Reading text =>
begin

Friday, February 11, 2011

I emerged in the Christian tradition.  My family lived in small town, rural Missouri, so as a child I attended Baptist services and marched with banners singing “Onward Christian Soldiers.” Then, when my family moved to suburban Chicago, I took confirmation classes as a mainline Methodist, leaving the hot tents of my Baptist childhood as a memory while I sat in air-conditioned Methodist classes.  Then onto college where my poor education in theology ran into the maw of relentless rational investigation, repeated empirical testing, and refined mathematical verification.  My faith had no chance against my intellect largely because I had learned faith from the outside in and I am an inside out person – I think to do.  Thus, I thought myself out of faith.

The following thirty years passed with variations between hot skepticism and blazing atheism depending on what I’d been reading most recently.  Plato gave me a soul and rational ethics without God.  Then even walking out of the cave and into the bright light of truth became an illusion and faithlessness became my faith.  I did what was right in my mind.  Darwin,  Nietzsche, Freud, and Marx.  As an university professor this posed little problem and indeed the greater my doubt in God, the more comfortable my intellectual life and career.

Then in my fiftieth year, three born-again experiences, and now, nearing sixty, I am a happy, thoughtful, and fearful Christian.

Of course, you might think, this had to happen.  My arrow of life was launched from the bow of belief in my family.  Is it any wonder that as my arrow responds to the laws of gravity and it falls to earth, it falls into faith?  But, consider that virtually every atheist starts in belief.  Or so says most of the ones that confess.  Read them.  Consider their circumstances.  Almost all cite chapter and verse of their emerging consciousness decorated with religious signs and symbols.  Then their revelation, like mine, into skepticism.  I’m an odd duck to have followed the same migration as so many doubters, but then turn to faith.

Of course, my faith today is nothing like my faith as either a child or a young adult.  My faith then was largely thoughtless, the faith of observing, imitating, obtaining consequences and moving along.  I did not think past a Catechism, a ritual, a memorized prayer filed away with other required memorizations like lines from the Gettysburg Address, a doggerel poem from Kipling, and my home address and phone number.  My faith then was the faith of doing what others were doing when they did it.  I was faithful about the performance, but it would be incorrect to conclude I had much faith.

My born-again experiences delivered me into faith, felt and known, not just performed.  I realize now that I’d had several prior experiences that were from the Holy Spirit, but at the time had just seemed unusually unusual.  And if you’ve had born-again experiences, you probably know what I mean.  And if you haven’t, you think I’m confused about experience and how to describe it.

I am riding time’s arrow, but it is not gravity that pulls me.

end

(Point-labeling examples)
begin

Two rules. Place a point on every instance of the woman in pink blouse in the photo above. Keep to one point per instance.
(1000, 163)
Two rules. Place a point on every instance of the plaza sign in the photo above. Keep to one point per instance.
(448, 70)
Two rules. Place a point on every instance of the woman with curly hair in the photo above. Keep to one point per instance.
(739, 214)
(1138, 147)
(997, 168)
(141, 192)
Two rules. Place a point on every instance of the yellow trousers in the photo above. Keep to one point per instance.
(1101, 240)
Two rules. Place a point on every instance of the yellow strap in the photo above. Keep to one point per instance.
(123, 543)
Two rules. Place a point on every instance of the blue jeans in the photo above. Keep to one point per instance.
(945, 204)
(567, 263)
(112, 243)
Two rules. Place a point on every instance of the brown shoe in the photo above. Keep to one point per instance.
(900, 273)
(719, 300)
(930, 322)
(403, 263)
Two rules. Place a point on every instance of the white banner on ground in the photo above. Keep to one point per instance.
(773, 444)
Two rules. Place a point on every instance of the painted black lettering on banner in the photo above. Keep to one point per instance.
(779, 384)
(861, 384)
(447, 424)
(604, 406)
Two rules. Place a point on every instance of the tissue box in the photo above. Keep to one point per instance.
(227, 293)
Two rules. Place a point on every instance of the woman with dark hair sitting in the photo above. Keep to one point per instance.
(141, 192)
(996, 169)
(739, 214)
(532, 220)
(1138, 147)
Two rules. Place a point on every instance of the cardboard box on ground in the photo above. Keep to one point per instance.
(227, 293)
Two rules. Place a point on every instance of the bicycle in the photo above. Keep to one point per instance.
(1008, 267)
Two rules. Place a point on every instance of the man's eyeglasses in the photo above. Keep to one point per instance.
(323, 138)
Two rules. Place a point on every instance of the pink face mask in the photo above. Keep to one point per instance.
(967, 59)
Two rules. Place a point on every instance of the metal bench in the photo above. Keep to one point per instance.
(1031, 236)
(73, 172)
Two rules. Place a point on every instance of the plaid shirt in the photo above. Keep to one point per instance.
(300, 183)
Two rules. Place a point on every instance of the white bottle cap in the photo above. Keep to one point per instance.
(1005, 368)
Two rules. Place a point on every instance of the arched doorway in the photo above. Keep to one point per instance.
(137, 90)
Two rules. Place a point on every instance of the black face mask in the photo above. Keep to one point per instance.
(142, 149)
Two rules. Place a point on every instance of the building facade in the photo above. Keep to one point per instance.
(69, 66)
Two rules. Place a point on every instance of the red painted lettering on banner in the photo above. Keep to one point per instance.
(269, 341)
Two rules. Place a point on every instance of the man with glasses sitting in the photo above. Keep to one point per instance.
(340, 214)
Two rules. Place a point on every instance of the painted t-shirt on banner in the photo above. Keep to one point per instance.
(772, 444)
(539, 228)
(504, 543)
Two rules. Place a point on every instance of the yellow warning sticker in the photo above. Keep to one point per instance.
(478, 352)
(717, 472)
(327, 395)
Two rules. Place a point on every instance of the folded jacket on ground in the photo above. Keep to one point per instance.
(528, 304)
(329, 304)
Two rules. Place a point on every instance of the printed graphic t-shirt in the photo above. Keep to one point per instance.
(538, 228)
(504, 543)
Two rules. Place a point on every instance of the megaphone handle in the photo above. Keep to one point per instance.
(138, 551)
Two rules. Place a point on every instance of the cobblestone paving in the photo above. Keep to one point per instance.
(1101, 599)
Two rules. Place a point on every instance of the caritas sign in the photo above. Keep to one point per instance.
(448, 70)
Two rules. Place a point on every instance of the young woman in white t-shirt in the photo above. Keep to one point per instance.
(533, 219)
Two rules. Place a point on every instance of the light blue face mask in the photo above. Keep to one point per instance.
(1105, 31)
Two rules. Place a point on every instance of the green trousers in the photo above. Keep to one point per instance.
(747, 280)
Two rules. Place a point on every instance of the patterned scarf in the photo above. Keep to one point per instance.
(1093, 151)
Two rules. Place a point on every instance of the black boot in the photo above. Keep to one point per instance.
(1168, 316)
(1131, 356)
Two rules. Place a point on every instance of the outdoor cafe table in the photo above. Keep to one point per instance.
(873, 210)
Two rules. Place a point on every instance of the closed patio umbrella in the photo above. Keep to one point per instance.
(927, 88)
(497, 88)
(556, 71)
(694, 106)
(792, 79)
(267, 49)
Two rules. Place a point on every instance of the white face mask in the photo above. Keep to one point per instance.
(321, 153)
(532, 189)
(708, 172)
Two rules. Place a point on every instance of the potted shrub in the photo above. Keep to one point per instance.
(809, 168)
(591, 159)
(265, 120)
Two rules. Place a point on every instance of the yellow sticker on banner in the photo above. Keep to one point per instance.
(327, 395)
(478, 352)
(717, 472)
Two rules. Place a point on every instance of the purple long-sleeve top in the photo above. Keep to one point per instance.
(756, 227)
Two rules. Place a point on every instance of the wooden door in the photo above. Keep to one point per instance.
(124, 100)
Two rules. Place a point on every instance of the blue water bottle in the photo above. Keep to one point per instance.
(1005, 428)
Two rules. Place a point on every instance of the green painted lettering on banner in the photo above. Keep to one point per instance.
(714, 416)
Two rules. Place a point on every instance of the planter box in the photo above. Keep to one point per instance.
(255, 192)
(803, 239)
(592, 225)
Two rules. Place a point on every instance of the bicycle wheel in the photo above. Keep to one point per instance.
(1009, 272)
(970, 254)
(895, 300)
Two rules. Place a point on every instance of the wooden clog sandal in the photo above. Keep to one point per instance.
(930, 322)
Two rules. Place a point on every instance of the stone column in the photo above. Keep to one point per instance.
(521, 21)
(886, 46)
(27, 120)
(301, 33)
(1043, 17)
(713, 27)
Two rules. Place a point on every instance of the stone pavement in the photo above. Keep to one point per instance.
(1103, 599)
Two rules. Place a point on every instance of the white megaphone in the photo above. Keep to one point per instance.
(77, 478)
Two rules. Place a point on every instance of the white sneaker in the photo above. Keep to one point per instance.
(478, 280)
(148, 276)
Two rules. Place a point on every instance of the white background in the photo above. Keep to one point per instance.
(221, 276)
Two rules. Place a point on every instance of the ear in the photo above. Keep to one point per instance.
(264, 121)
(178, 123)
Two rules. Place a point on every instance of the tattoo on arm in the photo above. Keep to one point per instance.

end

To do =>
A) List every thinker named in the paragraph of the faith essay above that describes the thirty years of skepticism and atheism.
B) Set down the part of the faith essay above that begins at the words "The following thirty" and ends after the words "and fearful Christian.".
C) Decide whether each statement agrees with the faith essay above, and back each yes or no with the deciding words quoted from it: (i) As a child in rural Missouri, the writer attended Methodist services. (ii) The writer worked as a university professor. (iii) The born-again experiences came when the writer was nearing sixty.

Outputs for the tasks =>
A) Plato, Darwin, Nietzsche, Freud, Marx

B)
The following thirty years passed with variations between hot skepticism and blazing atheism depending on what I’d been reading most recently.  Plato gave me a soul and rational ethics without God.  Then even walking out of the cave and into the bright light of truth became an illusion and faithlessness became my faith.  I did what was right in my mind.  Darwin,  Nietzsche, Freud, and Marx.  As an university professor this posed little problem and indeed the greater my doubt in God, the more comfortable my intellectual life and career.

Then in my fiftieth year, three born-again experiences, and now, nearing sixty, I am a happy, thoughtful, and fearful Christian.

C)
(i) No: "as a child I attended Baptist services"
(ii) Yes: "As an university professor this posed little problem"
(iii) No: "Then in my fiftieth year, three born-again experiences"